● Action item: Extract precisely the lines of the entries below, from the first line through the line containing "indicate the short".

● Material for this exercise:
━━━━━━

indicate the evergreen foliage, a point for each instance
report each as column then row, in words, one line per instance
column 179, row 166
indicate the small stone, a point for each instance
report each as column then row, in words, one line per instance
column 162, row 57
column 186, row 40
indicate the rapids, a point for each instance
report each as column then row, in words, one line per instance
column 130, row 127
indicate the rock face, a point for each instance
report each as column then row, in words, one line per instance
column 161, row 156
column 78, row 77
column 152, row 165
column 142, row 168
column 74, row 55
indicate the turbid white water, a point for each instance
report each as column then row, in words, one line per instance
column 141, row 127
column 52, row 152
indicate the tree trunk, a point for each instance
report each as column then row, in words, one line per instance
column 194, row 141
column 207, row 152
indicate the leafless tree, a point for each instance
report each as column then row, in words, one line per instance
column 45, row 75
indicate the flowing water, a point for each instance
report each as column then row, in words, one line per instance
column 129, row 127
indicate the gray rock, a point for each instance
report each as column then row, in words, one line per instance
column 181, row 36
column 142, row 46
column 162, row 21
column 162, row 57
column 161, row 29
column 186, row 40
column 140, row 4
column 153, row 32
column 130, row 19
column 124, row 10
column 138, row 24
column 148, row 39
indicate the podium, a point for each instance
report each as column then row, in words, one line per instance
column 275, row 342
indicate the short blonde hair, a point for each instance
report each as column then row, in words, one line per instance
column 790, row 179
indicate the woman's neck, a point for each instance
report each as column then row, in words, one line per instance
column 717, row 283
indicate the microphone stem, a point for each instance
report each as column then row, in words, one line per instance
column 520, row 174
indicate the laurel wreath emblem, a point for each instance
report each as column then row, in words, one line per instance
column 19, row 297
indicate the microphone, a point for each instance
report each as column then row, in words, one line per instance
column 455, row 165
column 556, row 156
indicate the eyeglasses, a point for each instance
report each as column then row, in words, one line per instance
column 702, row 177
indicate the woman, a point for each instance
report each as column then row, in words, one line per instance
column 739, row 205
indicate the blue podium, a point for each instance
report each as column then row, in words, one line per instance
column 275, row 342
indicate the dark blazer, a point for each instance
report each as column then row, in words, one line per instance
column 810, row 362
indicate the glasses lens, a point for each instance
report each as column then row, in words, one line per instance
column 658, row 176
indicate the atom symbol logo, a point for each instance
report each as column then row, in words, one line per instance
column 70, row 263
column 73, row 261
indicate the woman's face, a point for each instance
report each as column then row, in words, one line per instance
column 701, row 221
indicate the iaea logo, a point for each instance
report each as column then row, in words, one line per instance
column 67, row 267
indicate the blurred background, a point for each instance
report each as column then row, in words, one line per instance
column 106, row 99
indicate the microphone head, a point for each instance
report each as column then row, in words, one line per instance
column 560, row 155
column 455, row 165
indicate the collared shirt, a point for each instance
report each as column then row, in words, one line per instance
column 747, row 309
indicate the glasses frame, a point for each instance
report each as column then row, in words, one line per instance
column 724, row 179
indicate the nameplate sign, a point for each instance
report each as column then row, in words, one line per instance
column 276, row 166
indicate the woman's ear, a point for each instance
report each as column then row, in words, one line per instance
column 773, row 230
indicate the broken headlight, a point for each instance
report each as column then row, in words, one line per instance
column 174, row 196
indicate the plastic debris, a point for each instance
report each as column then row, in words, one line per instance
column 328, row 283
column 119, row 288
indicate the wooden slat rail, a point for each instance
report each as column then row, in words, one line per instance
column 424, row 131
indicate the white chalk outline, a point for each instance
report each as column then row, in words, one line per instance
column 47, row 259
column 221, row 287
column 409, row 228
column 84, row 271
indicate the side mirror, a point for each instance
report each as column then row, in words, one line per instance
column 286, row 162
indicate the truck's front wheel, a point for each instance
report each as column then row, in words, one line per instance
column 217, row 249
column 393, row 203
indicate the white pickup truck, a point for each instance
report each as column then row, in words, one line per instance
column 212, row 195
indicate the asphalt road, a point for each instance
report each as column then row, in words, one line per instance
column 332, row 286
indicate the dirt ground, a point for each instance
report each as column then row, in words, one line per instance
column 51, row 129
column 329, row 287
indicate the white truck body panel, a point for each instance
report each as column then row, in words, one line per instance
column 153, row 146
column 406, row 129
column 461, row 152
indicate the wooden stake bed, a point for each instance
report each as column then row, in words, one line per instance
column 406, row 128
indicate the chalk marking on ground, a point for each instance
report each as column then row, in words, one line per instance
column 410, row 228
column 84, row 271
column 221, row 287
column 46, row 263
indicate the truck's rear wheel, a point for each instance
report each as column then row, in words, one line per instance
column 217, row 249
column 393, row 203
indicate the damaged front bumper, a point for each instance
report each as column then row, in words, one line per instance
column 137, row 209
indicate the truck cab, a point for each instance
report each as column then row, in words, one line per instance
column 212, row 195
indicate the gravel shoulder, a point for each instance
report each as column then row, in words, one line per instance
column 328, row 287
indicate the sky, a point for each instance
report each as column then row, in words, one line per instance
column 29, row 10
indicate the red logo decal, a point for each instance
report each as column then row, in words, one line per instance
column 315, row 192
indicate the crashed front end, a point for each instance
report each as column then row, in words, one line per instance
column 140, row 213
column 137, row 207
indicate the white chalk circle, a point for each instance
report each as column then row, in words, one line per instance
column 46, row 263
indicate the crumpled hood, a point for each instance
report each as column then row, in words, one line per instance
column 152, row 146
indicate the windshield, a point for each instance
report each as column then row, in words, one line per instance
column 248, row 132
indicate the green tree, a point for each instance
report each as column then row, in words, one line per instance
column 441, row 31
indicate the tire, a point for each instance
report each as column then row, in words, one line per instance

━━━━━━

● Output of the exercise:
indicate the evergreen foliage, a point for each instance
report each as column then row, in words, one line per instance
column 179, row 166
indicate the small stone, a point for each instance
report each as column then row, in words, one line per instance
column 162, row 57
column 186, row 40
indicate the rapids, a point for each instance
report each as column then row, in words, one line per instance
column 130, row 127
indicate the rock face, a point for each instance
report each as column then row, in words, one line per instance
column 161, row 156
column 78, row 77
column 152, row 165
column 142, row 168
column 74, row 55
indicate the turbid white water, a point for each instance
report each as column then row, in words, one line per instance
column 141, row 127
column 52, row 152
indicate the tree trunk, a point for each instance
report each as column then row, in words, one line per instance
column 194, row 141
column 207, row 152
indicate the leafless tree, a point for each instance
report each as column then row, in words, one line per instance
column 45, row 75
indicate the flowing water, a point for each instance
report each as column then row, in words, one line per instance
column 129, row 127
indicate the gray rock, a point for each instance
report each as column then row, in words, one line per instance
column 181, row 36
column 142, row 46
column 162, row 21
column 162, row 57
column 161, row 29
column 186, row 40
column 140, row 4
column 153, row 32
column 130, row 19
column 124, row 10
column 138, row 24
column 148, row 39
indicate the podium, a point for each instance
report each as column then row, in words, one line per instance
column 275, row 342
indicate the short blonde hair, a point for each instance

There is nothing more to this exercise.